Stated goal — Work out how many of the lines below contain the string "driver", matching case exactly, and reply with that number alone.

Excerpted data —
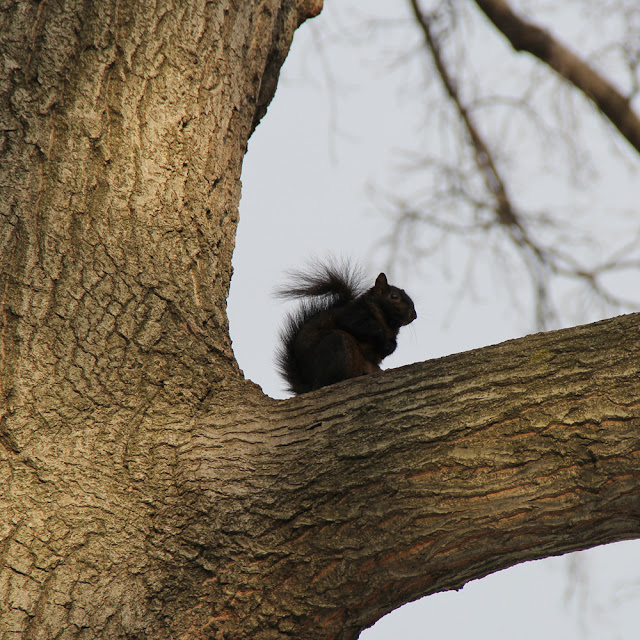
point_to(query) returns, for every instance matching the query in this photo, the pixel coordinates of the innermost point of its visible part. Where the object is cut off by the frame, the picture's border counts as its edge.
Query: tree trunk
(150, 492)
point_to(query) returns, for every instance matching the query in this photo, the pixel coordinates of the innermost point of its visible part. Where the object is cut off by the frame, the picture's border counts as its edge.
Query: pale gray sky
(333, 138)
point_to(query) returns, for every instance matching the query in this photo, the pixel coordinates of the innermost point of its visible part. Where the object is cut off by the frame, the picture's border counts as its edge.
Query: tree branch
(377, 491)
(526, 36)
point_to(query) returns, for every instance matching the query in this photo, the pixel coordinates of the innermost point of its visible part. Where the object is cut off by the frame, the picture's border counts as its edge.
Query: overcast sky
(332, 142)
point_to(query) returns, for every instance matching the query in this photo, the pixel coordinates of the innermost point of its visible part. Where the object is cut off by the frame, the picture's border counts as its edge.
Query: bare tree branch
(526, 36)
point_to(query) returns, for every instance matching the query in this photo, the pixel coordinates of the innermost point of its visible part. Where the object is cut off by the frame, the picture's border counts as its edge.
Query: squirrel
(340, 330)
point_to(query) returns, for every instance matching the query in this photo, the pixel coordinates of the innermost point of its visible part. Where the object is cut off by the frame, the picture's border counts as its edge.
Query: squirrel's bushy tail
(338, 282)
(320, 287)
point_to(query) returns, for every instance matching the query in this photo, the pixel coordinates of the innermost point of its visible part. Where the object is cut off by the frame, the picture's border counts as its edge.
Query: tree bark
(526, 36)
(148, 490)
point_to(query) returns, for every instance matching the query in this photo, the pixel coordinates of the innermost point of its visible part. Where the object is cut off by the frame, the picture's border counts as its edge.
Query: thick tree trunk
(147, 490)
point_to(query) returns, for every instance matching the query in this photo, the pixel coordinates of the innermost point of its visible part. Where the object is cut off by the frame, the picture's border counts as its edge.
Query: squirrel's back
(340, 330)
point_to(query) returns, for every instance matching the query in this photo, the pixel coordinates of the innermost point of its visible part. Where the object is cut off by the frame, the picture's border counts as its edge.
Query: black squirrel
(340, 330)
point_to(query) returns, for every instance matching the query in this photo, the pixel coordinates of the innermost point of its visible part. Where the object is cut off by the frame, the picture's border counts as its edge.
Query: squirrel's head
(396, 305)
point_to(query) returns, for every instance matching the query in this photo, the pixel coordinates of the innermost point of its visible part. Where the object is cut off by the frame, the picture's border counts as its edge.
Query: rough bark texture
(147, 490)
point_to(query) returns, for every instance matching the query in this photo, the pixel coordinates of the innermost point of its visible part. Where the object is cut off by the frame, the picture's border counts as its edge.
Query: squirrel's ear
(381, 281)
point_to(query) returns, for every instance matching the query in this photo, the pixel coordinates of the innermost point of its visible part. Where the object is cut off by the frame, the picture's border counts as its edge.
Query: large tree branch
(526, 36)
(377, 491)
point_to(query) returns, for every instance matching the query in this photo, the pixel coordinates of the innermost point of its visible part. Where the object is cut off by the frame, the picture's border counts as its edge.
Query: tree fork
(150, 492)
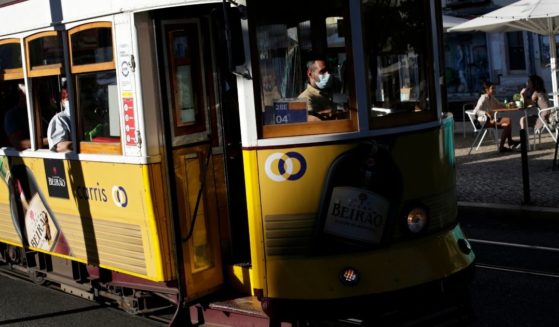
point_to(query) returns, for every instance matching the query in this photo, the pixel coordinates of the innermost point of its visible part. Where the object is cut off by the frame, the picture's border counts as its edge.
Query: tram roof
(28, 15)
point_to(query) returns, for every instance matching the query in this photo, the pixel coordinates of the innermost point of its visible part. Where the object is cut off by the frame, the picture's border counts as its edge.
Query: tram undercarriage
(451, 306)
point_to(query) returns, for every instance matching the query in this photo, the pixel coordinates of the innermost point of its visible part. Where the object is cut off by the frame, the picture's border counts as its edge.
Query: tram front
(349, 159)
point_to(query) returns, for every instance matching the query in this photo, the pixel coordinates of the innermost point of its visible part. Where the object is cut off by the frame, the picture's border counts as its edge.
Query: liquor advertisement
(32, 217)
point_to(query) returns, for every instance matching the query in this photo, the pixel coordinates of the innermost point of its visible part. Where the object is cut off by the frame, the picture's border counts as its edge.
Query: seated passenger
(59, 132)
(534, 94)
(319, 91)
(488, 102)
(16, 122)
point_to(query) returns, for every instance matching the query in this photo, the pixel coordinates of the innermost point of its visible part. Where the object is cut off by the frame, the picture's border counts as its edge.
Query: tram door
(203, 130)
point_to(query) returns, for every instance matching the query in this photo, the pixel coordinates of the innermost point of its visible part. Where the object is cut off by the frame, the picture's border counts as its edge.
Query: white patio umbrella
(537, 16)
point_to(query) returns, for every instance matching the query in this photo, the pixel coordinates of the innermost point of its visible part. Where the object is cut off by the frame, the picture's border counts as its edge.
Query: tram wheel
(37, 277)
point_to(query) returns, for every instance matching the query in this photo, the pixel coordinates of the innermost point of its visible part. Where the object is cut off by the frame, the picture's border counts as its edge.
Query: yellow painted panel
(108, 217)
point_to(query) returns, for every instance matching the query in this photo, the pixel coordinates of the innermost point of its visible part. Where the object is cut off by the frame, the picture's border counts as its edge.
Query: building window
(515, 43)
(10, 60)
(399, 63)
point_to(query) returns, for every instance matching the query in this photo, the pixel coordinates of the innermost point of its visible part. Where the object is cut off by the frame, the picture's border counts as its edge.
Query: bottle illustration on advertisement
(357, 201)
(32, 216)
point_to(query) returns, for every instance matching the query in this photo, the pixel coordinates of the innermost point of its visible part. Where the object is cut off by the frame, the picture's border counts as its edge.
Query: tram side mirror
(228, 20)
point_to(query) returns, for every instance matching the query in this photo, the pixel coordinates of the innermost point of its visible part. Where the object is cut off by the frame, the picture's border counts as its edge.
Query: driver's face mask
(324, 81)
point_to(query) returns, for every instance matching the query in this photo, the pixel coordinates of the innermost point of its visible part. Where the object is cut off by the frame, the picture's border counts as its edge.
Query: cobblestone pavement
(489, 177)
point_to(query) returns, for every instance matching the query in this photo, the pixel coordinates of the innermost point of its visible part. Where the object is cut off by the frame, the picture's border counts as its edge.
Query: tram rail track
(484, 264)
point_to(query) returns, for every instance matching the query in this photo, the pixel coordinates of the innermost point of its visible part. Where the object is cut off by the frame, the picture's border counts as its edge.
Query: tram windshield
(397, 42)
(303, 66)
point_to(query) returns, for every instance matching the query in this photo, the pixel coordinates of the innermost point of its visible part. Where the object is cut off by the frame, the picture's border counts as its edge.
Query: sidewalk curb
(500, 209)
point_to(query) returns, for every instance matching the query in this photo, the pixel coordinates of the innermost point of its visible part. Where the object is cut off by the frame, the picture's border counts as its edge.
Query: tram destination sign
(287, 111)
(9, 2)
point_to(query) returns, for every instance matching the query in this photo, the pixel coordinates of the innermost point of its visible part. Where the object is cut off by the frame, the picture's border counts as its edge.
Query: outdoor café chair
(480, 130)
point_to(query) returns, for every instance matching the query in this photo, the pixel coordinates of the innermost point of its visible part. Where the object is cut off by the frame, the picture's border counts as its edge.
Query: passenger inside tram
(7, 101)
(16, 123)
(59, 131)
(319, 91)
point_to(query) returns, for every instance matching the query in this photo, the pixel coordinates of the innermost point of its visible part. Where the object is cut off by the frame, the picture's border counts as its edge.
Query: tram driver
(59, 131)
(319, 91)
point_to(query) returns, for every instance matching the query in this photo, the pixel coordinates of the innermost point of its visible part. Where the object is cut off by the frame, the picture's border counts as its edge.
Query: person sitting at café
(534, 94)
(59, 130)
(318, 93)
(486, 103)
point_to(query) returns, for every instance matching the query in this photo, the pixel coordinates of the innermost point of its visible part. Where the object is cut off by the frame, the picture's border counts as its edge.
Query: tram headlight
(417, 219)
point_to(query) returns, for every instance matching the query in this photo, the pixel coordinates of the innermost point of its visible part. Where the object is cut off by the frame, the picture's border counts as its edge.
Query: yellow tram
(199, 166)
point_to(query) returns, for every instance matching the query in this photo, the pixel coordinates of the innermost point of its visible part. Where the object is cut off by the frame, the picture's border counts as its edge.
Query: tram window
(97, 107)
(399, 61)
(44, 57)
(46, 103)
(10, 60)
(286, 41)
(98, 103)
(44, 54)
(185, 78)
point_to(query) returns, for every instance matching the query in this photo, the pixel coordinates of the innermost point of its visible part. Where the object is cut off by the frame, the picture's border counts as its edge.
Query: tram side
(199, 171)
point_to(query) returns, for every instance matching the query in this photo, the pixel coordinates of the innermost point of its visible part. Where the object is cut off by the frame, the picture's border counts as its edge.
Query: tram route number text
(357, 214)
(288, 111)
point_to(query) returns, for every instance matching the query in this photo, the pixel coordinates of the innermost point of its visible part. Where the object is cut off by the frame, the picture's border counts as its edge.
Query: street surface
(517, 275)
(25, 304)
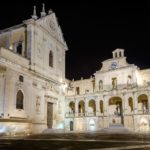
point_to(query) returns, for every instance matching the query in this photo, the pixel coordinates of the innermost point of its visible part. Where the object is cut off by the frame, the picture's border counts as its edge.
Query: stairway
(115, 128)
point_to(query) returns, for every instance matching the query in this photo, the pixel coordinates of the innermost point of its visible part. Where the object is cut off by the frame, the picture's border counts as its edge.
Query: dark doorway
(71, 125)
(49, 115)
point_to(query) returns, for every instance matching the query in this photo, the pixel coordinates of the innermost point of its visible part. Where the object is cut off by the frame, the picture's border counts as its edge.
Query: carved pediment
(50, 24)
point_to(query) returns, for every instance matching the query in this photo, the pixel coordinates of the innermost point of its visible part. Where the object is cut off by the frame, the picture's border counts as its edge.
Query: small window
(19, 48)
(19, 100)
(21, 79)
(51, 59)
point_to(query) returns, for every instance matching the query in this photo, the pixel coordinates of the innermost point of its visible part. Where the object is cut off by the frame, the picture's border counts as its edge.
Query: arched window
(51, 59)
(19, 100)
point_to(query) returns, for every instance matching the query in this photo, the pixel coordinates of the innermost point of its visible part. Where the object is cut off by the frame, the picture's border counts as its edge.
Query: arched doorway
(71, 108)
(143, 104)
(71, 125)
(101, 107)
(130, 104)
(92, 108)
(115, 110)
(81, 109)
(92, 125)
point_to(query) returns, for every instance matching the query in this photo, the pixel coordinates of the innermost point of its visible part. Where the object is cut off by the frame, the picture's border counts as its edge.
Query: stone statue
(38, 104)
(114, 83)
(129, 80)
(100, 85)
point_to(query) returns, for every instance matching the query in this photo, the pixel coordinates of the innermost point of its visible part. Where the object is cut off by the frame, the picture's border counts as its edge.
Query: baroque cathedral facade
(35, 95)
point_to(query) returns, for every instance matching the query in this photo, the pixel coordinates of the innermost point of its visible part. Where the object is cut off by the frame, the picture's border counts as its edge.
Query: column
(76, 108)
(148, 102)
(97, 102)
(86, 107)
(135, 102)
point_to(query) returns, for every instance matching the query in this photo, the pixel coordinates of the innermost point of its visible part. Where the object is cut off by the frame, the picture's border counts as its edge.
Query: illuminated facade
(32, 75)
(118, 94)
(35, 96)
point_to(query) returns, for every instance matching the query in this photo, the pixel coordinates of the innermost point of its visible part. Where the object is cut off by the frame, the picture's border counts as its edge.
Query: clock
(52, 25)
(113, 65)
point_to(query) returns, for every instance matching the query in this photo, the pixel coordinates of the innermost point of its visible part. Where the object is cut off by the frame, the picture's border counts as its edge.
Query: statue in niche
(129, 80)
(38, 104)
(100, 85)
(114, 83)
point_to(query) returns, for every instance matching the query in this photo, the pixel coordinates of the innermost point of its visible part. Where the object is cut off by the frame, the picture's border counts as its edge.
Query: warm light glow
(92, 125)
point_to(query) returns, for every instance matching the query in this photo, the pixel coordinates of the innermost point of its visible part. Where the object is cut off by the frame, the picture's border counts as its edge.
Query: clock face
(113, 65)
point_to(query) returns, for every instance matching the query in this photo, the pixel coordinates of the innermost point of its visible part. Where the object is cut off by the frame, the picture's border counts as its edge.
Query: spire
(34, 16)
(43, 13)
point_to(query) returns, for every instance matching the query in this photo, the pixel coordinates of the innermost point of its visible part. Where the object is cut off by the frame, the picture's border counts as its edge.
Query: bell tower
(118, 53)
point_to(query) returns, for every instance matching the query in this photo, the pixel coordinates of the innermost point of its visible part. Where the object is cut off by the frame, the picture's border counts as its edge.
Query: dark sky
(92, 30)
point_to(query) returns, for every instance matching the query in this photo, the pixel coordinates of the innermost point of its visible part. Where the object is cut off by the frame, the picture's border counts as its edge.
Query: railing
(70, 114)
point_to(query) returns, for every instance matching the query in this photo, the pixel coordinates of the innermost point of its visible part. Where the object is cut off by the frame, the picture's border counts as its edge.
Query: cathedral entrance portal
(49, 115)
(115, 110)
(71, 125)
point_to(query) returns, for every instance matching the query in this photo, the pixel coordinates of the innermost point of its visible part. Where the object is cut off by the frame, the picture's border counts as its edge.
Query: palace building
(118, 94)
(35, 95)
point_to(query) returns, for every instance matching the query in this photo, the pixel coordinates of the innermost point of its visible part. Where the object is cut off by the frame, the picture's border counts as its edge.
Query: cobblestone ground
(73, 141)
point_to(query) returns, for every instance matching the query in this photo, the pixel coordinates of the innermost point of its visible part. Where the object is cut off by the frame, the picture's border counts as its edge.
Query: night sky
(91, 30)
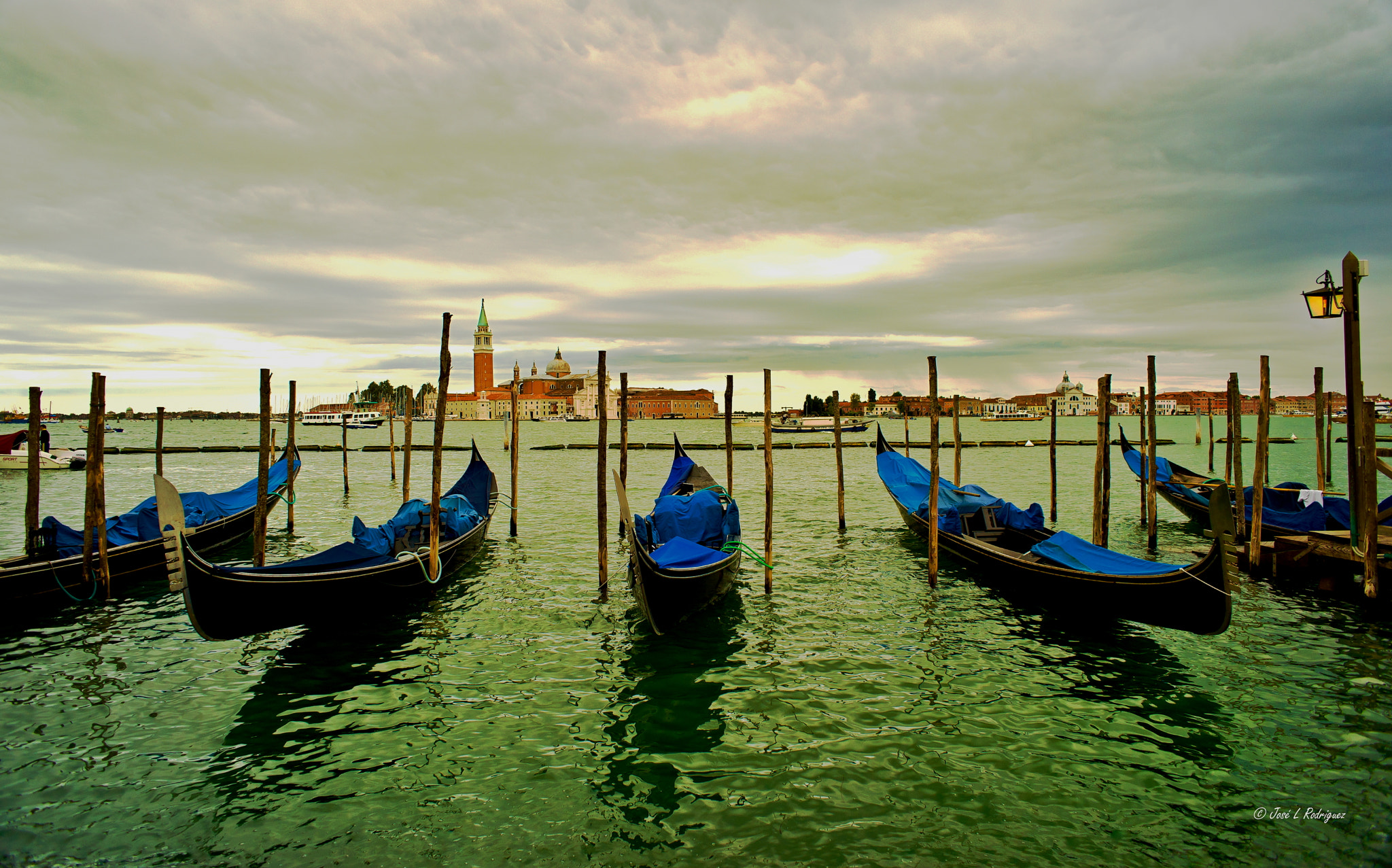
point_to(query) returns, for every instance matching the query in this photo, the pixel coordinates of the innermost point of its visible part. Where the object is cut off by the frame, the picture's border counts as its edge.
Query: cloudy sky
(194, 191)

The output — 2